(Image region outline data)
**********

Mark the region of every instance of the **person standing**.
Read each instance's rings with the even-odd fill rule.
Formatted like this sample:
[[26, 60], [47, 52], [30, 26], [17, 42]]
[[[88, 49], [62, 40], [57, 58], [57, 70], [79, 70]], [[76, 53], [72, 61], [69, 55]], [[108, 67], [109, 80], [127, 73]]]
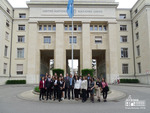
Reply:
[[97, 96], [97, 101], [98, 102], [100, 102], [101, 100], [100, 100], [100, 94], [101, 94], [101, 88], [102, 88], [102, 85], [101, 85], [101, 82], [100, 82], [100, 79], [99, 78], [97, 78], [97, 80], [96, 80], [96, 96]]
[[77, 101], [79, 99], [79, 88], [80, 88], [80, 84], [79, 84], [78, 77], [76, 76], [75, 84], [74, 84], [74, 93], [75, 93], [75, 100]]
[[103, 99], [104, 102], [107, 102], [107, 92], [108, 92], [108, 84], [105, 82], [105, 79], [102, 78], [102, 92], [103, 92]]
[[73, 79], [72, 75], [70, 75], [70, 90], [72, 92], [72, 99], [74, 99], [74, 79]]
[[95, 91], [94, 78], [91, 78], [90, 81], [91, 81], [91, 82], [90, 82], [90, 89], [91, 89], [90, 98], [91, 98], [91, 102], [94, 103], [94, 91]]
[[57, 76], [55, 77], [55, 80], [54, 80], [54, 101], [55, 99], [57, 98], [58, 99], [58, 79], [57, 79]]
[[46, 87], [46, 92], [47, 92], [46, 100], [48, 100], [48, 97], [51, 100], [51, 86], [52, 86], [51, 75], [49, 75], [45, 82], [45, 87]]
[[65, 98], [67, 98], [68, 94], [68, 99], [70, 100], [70, 77], [68, 74], [66, 74], [65, 77]]
[[44, 93], [45, 93], [45, 80], [44, 80], [44, 77], [42, 77], [42, 79], [39, 83], [39, 89], [40, 89], [39, 100], [41, 101], [41, 97], [42, 97], [42, 100], [44, 100]]
[[82, 89], [82, 102], [85, 102], [87, 96], [87, 80], [85, 79], [84, 76], [81, 82], [81, 89]]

**********

Task statement -
Please extract every line of the data above word for word, leaving the pictures out of your copy.

Response -
Mark the region of every instance of the **person standing**.
Read each instance's rings with the even-odd fill rule.
Formatted like this sample:
[[26, 60], [47, 52], [30, 26], [17, 42]]
[[[88, 49], [62, 40], [57, 58], [57, 70], [79, 70]], [[76, 53], [72, 61], [69, 55]], [[108, 67], [109, 80], [127, 73]]]
Reply:
[[97, 96], [97, 101], [98, 102], [100, 102], [101, 100], [100, 100], [100, 94], [101, 94], [101, 88], [102, 88], [102, 85], [101, 85], [101, 82], [100, 82], [100, 79], [99, 78], [97, 78], [97, 80], [96, 80], [96, 96]]
[[77, 101], [79, 99], [79, 88], [80, 88], [80, 84], [79, 84], [78, 77], [76, 76], [75, 84], [74, 84], [74, 93], [75, 93], [75, 100]]
[[103, 99], [104, 102], [107, 102], [107, 92], [108, 92], [108, 84], [105, 82], [105, 79], [102, 78], [102, 92], [103, 92]]
[[73, 79], [72, 75], [70, 75], [70, 90], [72, 92], [72, 99], [74, 99], [74, 79]]
[[95, 91], [94, 78], [91, 78], [90, 81], [91, 81], [91, 82], [90, 82], [90, 89], [91, 89], [90, 98], [91, 98], [91, 102], [94, 103], [94, 91]]
[[57, 76], [55, 77], [55, 80], [54, 80], [54, 101], [55, 99], [57, 98], [58, 99], [58, 79], [57, 79]]
[[46, 87], [46, 92], [47, 92], [46, 100], [48, 100], [48, 97], [51, 100], [51, 86], [52, 86], [51, 75], [49, 75], [45, 82], [45, 87]]
[[65, 98], [67, 98], [68, 94], [68, 99], [70, 100], [70, 77], [68, 74], [66, 74], [65, 77]]
[[44, 93], [45, 93], [45, 80], [44, 80], [44, 77], [42, 77], [42, 79], [39, 83], [39, 89], [40, 89], [39, 100], [41, 101], [41, 97], [42, 97], [42, 100], [44, 100]]
[[82, 89], [82, 102], [85, 102], [87, 96], [87, 80], [85, 79], [84, 76], [81, 82], [81, 89]]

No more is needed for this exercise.